** Start EXTRACTED ENTRIES **

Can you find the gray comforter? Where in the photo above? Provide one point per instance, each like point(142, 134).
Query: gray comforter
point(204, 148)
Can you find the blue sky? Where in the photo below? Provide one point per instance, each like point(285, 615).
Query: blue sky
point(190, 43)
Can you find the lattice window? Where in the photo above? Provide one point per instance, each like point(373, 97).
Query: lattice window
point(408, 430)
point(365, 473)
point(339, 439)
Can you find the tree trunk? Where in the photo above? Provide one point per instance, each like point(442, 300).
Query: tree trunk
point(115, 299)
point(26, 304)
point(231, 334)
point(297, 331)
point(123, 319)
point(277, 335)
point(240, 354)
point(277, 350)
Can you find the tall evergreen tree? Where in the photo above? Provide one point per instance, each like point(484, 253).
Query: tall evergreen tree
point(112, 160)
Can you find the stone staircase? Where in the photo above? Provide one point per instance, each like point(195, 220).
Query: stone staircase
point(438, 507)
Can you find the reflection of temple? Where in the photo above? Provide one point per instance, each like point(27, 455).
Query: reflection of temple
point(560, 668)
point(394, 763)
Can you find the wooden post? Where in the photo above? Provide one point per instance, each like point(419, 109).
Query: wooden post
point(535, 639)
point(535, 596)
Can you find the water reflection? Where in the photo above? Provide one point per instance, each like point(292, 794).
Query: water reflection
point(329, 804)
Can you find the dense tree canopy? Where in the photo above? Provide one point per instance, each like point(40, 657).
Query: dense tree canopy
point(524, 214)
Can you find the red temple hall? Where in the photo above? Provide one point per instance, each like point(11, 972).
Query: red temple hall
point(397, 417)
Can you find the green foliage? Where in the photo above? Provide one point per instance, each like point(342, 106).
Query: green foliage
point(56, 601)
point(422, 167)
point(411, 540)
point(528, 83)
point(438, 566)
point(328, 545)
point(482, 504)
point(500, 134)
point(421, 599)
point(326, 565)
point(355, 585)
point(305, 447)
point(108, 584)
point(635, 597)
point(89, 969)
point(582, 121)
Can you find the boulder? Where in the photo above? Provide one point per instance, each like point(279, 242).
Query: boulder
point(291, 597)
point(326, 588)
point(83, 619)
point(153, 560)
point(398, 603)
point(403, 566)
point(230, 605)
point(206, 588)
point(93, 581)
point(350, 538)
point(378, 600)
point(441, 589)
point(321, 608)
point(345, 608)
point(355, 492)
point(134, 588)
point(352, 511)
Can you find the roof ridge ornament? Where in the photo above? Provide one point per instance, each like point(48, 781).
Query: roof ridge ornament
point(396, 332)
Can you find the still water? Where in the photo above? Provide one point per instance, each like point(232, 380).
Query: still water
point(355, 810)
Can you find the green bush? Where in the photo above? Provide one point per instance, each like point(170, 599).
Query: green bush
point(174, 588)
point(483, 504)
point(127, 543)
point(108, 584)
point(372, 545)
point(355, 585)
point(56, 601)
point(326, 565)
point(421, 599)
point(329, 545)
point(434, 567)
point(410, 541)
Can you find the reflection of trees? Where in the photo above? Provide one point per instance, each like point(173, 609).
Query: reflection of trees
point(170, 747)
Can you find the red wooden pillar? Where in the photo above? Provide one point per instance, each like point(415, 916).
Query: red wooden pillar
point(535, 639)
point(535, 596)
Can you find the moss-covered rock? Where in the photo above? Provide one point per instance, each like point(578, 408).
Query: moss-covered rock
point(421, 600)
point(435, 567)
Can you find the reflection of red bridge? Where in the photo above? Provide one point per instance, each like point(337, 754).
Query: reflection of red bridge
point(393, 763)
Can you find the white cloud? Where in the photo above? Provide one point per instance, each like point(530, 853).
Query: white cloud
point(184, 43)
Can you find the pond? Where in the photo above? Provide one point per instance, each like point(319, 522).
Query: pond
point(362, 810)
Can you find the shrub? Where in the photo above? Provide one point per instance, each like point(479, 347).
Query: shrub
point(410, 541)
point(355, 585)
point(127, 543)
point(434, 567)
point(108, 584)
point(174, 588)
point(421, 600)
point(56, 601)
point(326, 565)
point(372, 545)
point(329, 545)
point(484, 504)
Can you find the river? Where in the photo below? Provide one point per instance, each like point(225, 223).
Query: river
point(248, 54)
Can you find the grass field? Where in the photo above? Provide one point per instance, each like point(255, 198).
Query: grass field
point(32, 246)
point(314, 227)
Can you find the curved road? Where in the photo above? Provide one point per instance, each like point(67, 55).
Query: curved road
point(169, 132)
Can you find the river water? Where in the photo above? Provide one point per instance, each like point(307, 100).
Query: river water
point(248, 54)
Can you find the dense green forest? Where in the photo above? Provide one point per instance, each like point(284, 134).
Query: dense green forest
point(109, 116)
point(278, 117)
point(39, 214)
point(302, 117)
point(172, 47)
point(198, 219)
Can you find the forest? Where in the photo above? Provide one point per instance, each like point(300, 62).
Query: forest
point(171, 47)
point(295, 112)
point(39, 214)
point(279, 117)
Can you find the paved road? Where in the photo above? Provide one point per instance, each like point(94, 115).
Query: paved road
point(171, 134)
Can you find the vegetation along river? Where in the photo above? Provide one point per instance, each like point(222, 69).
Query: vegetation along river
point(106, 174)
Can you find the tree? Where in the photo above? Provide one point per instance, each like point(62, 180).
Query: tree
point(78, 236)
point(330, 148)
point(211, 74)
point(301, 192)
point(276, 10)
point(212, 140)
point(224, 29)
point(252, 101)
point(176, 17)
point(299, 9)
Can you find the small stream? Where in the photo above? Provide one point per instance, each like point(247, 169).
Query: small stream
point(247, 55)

** End EXTRACTED ENTRIES **

Quote word for word the lines of the material above, from the line containing "Can you find the river?" through the end of the material.

Can you find the river? Where in the photo below? Provide one point per instance, each like point(225, 223).
Query: river
point(248, 54)
Can you find the grass field? Where in the photo above? Provide one point per instance, each like point(255, 198).
Query: grass field
point(32, 246)
point(314, 227)
Can you find the curved road? Where in the photo above? Provide one point per instance, each like point(67, 55).
Query: curved road
point(169, 132)
Can you find the river water? Where in the photo above? Provide one point per instance, each like point(307, 100).
Query: river water
point(248, 54)
Can you find the dense green forest? Where in the photo above? Provide one point per instance, each like point(284, 134).
Query: dense green forest
point(109, 116)
point(278, 117)
point(39, 214)
point(302, 117)
point(172, 47)
point(198, 219)
Can you find the forest? Where in the photo above? Provide one point per instance, each like point(300, 62).
Query: forest
point(171, 47)
point(295, 112)
point(39, 214)
point(279, 117)
Can you find the paved road? Where in the photo above? Provide one point per instance, each like point(94, 115).
Query: paved road
point(171, 134)
Can you find the vegetation along river? Where in the photo above? Provide one point per instance, each like point(222, 69).
Query: vegetation along river
point(106, 174)
Can you find the tree? Where in the photo above? Provide one point per instance, each like point(62, 180).
Query: tree
point(78, 236)
point(330, 148)
point(211, 74)
point(301, 192)
point(276, 10)
point(212, 140)
point(224, 29)
point(252, 101)
point(176, 17)
point(299, 9)
Can you find the small stream? Where in the photo above? Provide one point per instance, each like point(247, 169).
Query: small stream
point(247, 55)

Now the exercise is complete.